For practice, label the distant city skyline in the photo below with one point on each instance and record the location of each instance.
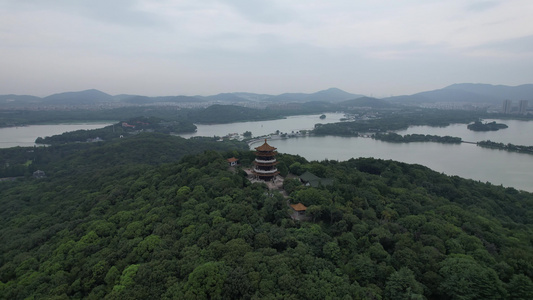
(379, 48)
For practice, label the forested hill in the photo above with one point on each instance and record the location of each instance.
(193, 229)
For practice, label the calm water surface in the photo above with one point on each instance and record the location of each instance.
(259, 128)
(465, 160)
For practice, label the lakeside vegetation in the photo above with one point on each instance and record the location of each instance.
(506, 147)
(411, 138)
(119, 130)
(146, 218)
(489, 126)
(397, 120)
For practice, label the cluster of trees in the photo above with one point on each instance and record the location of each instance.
(143, 148)
(410, 138)
(115, 131)
(192, 229)
(398, 120)
(507, 147)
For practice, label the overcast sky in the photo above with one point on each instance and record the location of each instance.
(205, 47)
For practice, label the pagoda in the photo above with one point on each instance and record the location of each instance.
(265, 162)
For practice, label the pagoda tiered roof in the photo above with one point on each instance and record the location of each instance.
(265, 147)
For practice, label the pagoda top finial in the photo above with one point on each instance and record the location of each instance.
(265, 147)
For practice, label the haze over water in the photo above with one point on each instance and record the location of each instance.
(465, 160)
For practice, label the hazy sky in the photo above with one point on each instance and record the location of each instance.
(204, 47)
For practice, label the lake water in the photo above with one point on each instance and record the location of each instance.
(260, 128)
(25, 136)
(465, 160)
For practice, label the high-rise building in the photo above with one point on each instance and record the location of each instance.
(507, 104)
(522, 108)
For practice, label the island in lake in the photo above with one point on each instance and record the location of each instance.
(491, 126)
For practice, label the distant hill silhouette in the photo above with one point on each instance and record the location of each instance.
(461, 92)
(329, 95)
(84, 97)
(470, 92)
(366, 102)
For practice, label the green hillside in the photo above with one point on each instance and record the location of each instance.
(158, 217)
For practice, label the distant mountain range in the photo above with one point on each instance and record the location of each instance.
(469, 93)
(456, 93)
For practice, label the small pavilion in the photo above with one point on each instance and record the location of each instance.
(265, 162)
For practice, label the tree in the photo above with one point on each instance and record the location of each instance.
(403, 285)
(206, 281)
(464, 278)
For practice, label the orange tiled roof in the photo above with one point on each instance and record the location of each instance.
(298, 207)
(265, 147)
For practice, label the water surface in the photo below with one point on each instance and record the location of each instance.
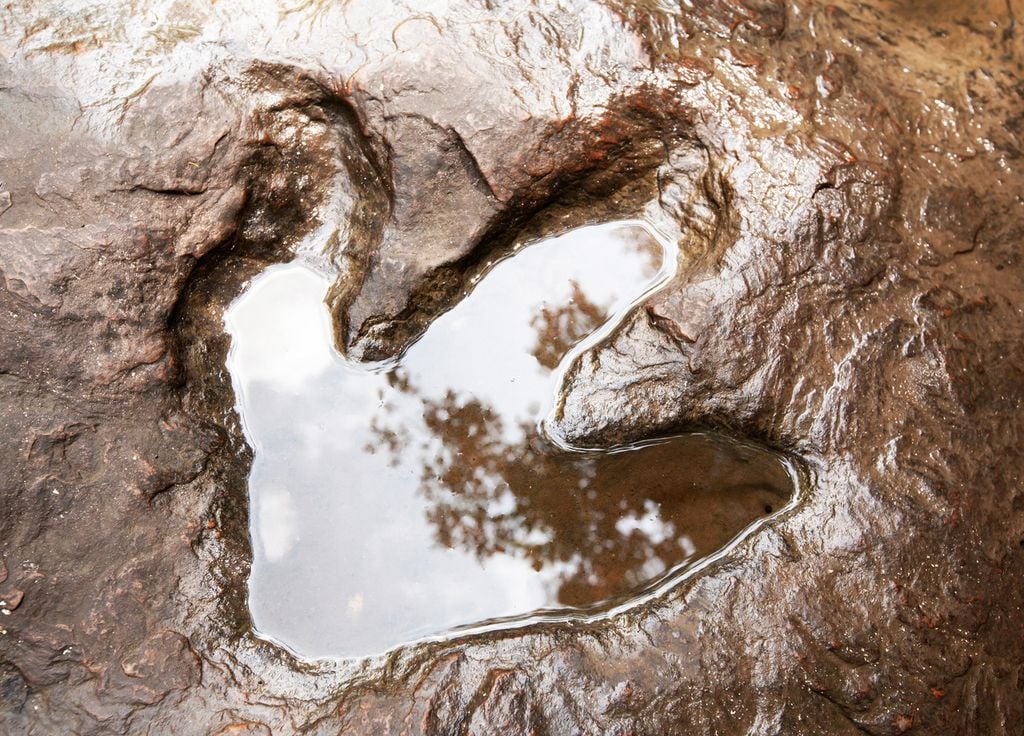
(393, 504)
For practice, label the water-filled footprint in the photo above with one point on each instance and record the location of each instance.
(396, 503)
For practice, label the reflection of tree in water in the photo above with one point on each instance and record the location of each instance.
(607, 522)
(560, 328)
(602, 523)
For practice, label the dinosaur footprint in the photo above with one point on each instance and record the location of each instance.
(400, 502)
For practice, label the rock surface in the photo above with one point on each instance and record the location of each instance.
(847, 185)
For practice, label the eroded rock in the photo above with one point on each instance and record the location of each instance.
(845, 182)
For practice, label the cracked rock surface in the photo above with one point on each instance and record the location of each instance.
(846, 184)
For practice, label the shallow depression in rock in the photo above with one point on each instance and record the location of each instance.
(393, 504)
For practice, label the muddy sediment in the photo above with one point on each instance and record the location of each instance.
(844, 184)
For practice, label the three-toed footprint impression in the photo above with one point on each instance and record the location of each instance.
(393, 504)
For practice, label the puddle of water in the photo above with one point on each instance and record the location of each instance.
(395, 503)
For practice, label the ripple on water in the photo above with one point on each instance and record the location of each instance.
(396, 503)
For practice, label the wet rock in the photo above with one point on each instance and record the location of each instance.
(844, 180)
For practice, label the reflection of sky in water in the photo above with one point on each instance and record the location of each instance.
(390, 506)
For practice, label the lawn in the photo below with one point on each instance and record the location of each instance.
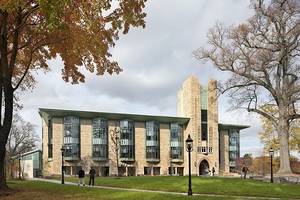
(204, 185)
(36, 190)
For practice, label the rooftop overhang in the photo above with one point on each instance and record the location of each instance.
(47, 113)
(232, 126)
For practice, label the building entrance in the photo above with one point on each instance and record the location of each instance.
(204, 168)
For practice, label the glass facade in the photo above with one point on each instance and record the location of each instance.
(127, 140)
(176, 141)
(99, 139)
(72, 138)
(234, 147)
(152, 141)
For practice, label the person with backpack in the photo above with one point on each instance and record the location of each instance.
(92, 176)
(81, 177)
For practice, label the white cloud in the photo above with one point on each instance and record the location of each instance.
(156, 60)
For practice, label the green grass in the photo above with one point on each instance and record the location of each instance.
(205, 185)
(36, 190)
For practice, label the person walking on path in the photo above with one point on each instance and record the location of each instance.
(245, 170)
(213, 171)
(81, 177)
(92, 176)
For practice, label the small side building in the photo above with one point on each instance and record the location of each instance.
(30, 164)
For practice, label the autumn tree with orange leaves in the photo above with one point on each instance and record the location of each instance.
(81, 32)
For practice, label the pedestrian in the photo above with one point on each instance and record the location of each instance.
(81, 177)
(92, 176)
(244, 170)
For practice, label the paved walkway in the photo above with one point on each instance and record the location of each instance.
(152, 191)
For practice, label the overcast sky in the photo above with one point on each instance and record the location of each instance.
(156, 60)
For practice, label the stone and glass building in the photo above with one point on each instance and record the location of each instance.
(133, 145)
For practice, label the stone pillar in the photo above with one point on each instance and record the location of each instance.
(164, 148)
(189, 106)
(213, 132)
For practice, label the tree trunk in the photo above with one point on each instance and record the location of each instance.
(4, 131)
(283, 129)
(3, 185)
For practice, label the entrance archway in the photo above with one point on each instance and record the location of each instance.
(204, 168)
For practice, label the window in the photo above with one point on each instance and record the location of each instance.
(156, 171)
(147, 170)
(127, 140)
(152, 141)
(72, 137)
(99, 139)
(234, 147)
(204, 125)
(50, 137)
(176, 141)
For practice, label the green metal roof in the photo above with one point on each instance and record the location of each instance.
(232, 126)
(46, 113)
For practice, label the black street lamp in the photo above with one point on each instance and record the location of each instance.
(62, 165)
(271, 153)
(189, 148)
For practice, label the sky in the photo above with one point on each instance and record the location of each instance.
(155, 62)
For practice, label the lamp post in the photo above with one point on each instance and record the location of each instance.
(271, 153)
(189, 148)
(62, 165)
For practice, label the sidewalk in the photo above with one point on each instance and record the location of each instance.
(152, 191)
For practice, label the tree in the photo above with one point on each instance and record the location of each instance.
(262, 56)
(270, 137)
(80, 32)
(22, 138)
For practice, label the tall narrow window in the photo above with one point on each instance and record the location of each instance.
(152, 141)
(72, 138)
(203, 124)
(234, 148)
(127, 140)
(50, 138)
(176, 142)
(99, 139)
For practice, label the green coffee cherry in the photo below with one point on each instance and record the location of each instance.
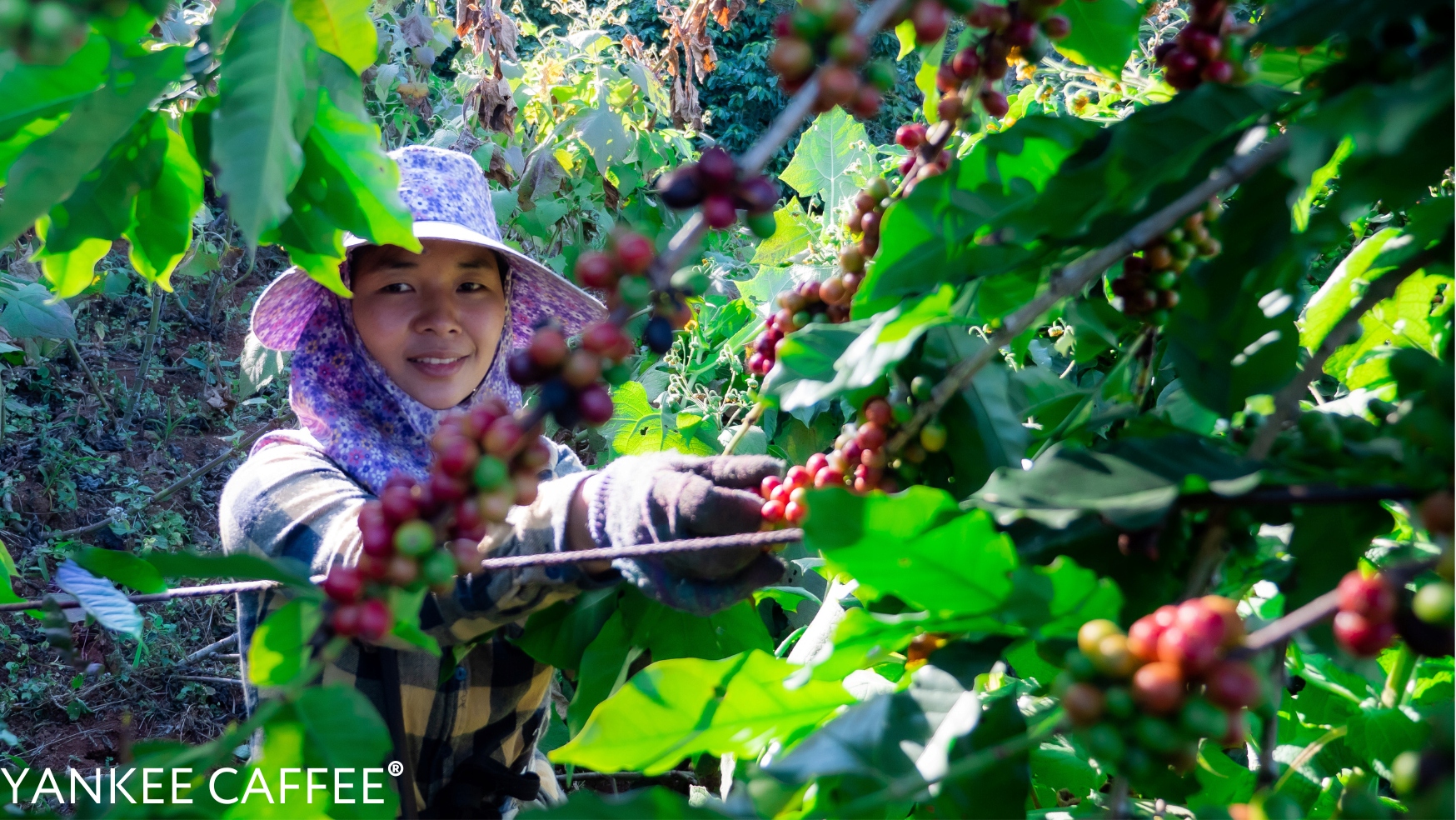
(414, 538)
(490, 472)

# Task brief
Convert all of the data above into a numbered list with one line per entry, skipping blank lines and leaving out the pictures.

# Task result
1. For practice, label the distant city skyline in the photo below with one point on each instance and record the location of each instance.
2. (379, 48)
3. For practice, label the forested hill in the photo above with one point on each instance and record the location of each instance.
4. (193, 229)
5. For practice, label the calm water surface in the photo above with one point on each instance and record the location of each instance.
6. (259, 128)
7. (465, 160)
8. For practice, label the lakeside vegetation in the photo above with one point on each instance and record the location of each instance.
9. (506, 147)
10. (411, 138)
11. (119, 130)
12. (146, 218)
13. (489, 126)
14. (397, 120)
15. For practice, label the cluster of trees in the photo above with one point on each instance and record the location of each instance.
16. (143, 148)
17. (410, 138)
18. (115, 131)
19. (192, 229)
20. (398, 120)
21. (507, 147)
22. For practice, label the overcast sky in the photo above with one point on each instance and record the location of each instance.
23. (205, 47)
24. For practice, label the pagoda in the photo above with one point on each instance and record the location of each instance.
25. (265, 162)
26. For practice, label the pagoda tiered roof in the photo above with one point on each instance and record the location of each instance.
27. (265, 147)
28. For practice, label the pagoda top finial in the photo above with one point on each instance and record the location of each instance.
29. (265, 147)
30. For practice, label the haze over water in the photo above with one point on each instance and record the location of each instance.
31. (465, 160)
32. For practice, label the hazy sky in the photo above with one point on each instance and record the location of each instance.
33. (204, 47)
34. For practice, label the lake water in the photo above with one point on each instance and record the location of each instance.
35. (260, 128)
36. (25, 136)
37. (465, 160)
38. For practice, label the high-rise building in the photo above with one point on each instance and record the location of each instance.
39. (507, 104)
40. (522, 108)
41. For practice, label the island in lake in the photo above with one point on each instance and record the location of each instance.
42. (491, 126)
43. For practice, label the distant hill silhouette in the photo above with one point on each instance and record the location of each instance.
44. (461, 92)
45. (329, 95)
46. (84, 97)
47. (470, 92)
48. (366, 102)
49. For practice, label the green hillside in the photo above with one point on each instance and record the location of each instance.
50. (158, 217)
51. For practice, label the distant mountain range in the photo above with one point on each instance and record the location of each instance.
52. (469, 93)
53. (456, 93)
54. For practice, label the small pavilion in the photo above with one point on each instance and record the location of each instance.
55. (265, 162)
56. For practice, label the tree in the photo above with one point on each instance and record the location of each instance.
57. (403, 285)
58. (206, 281)
59. (464, 278)
60. For practice, label the orange tiled roof in the photo above with one point on each instance and record the location of each instance.
61. (298, 207)
62. (265, 147)
63. For practice, label the water surface in the photo below with one point on each instance and record the location of each instance.
64. (393, 504)
65. For practice, label the water-filled footprint in the photo above with one point on each instance and record the location of each instance.
66. (396, 503)
67. For practice, label the reflection of tree in water in the photo above with one point on each instance and record the location of each instance.
68. (607, 522)
69. (560, 328)
70. (602, 523)
71. For practice, label the dinosaur footprint in the photo above with one point on each instance and record the location of each instance.
72. (400, 502)
73. For practice, label the rock surface in the photo above with one point on each instance and record the location of each instance.
74. (847, 185)
75. For practice, label the eroded rock in the photo above with one point on each instance and record the location of each instance.
76. (845, 182)
77. For practice, label the cracked rock surface in the photo above with one point on each instance and record the location of each instance.
78. (846, 184)
79. For practice, label the shallow depression in rock in the photo above with one point on each instance and record the location of each instance.
80. (393, 504)
81. For practice, label the muddy sediment in the photo above with one point on each instance and record the location of each instance.
82. (844, 184)
83. For practice, label the three-toed footprint impression in the photo above with one point on each instance and record the location of each instance.
84. (393, 504)
85. For practice, label the puddle of water in the photo above with one point on each instance and record the location of each instance.
86. (395, 503)
87. For practice, label the ripple on water in the photo above with one point on each instance and record the location of each instance.
88. (396, 503)
89. For practice, label the wet rock in the photo above with one point on each instance and record the location of each instance.
90. (844, 180)
91. For practice, label the reflection of sky in water in the photo above with one point on each instance and record the location of each instance.
92. (390, 506)
93. For practice, label the lawn in the photo below with one point on each instance and record the location of each instance.
94. (204, 185)
95. (36, 190)
96. For practice, label the rooftop overhang in the photo above with one point on each instance and record the location of each instance.
97. (47, 113)
98. (232, 126)
99. For practice, label the building entrance in the photo above with one point on each instance and record the location of each instance.
100. (204, 168)
101. For practice, label the glass facade in the photo above with one point on each instance and record the location of each instance.
102. (127, 140)
103. (176, 141)
104. (99, 139)
105. (72, 138)
106. (234, 147)
107. (152, 141)
108. For practice, label the person with backpack in the photo above with one point on each instance and record the location of each instance.
109. (92, 176)
110. (81, 177)
111. For practice, label the white cloud in the photo above with one point on each instance and record the location of each instance.
112. (156, 60)
113. For practice, label the green grass in the photo above with one point on each instance and record the location of each instance.
114. (205, 185)
115. (36, 190)
116. For practice, label the person walking on path in the photo above with one point on each instance and record the location of each instance.
117. (245, 170)
118. (213, 171)
119. (81, 177)
120. (92, 176)
121. For practice, label the small side building in the photo above with one point on each instance and record the location of each instance.
122. (30, 164)
123. For practice, label the autumn tree with orange leaves in the photo above with one point on each instance and record the location of each instance.
124. (81, 32)
125. For practice, label the pedestrian in the photo above with one point on each instance and record the location of each instance.
126. (81, 177)
127. (92, 176)
128. (244, 170)
129. For practice, label the paved walkway in the photo above with one point on each instance and record the location of each instance.
130. (152, 191)
131. For practice, label the overcast sky in the photo above with one point on each instance and record the location of each instance.
132. (156, 60)
133. For practice, label the stone and glass building in the photo above with one point on each instance and record the location of each instance.
134. (133, 145)
135. For practice, label the stone pillar in the photo above with one point on each instance and record the location of each instance.
136. (164, 148)
137. (189, 106)
138. (213, 132)
139. For practice, label the tree trunk in the photo above with one point on each instance and record the location of each instance.
140. (4, 131)
141. (283, 129)
142. (3, 185)
143. For practice, label the entrance archway in the photo above with one point on each instance and record the location of each instance.
144. (204, 168)
145. For practice, label the window in the photo above with one point on each instance and record the location of each instance.
146. (156, 171)
147. (147, 170)
148. (127, 140)
149. (152, 141)
150. (72, 137)
151. (99, 139)
152. (234, 147)
153. (204, 125)
154. (50, 137)
155. (176, 141)
156. For practice, label the green metal roof in the photo above with one point on each instance and record the location of each instance.
157. (232, 126)
158. (46, 113)
159. For practice, label the black street lamp in the photo above with one point on each instance and record the location of each instance.
160. (62, 165)
161. (271, 153)
162. (189, 148)
163. For practice, label the sky in the photo above with one point on each instance and record the location of each instance.
164. (155, 62)
165. For practice, label the lamp post in the photo above with one point on each instance and record the location of each instance.
166. (271, 153)
167. (189, 148)
168. (62, 165)
169. For practice, label the sidewalk in the photo above with one point on each instance and record the location of each instance.
170. (152, 191)
171. For practice, label the tree in the photo above with one point on each instance and record the location of each instance.
172. (262, 56)
173. (270, 137)
174. (80, 32)
175. (22, 138)
176. For practice, label the tall narrow window in the photo above with one point on each instance and record the location of each instance.
177. (152, 141)
178. (72, 138)
179. (203, 124)
180. (234, 148)
181. (127, 140)
182. (50, 138)
183. (176, 142)
184. (99, 139)
185. For practice, label the green coffee cherry in the photo below with one point on each instance and record the location of each instance.
186. (414, 538)
187. (490, 472)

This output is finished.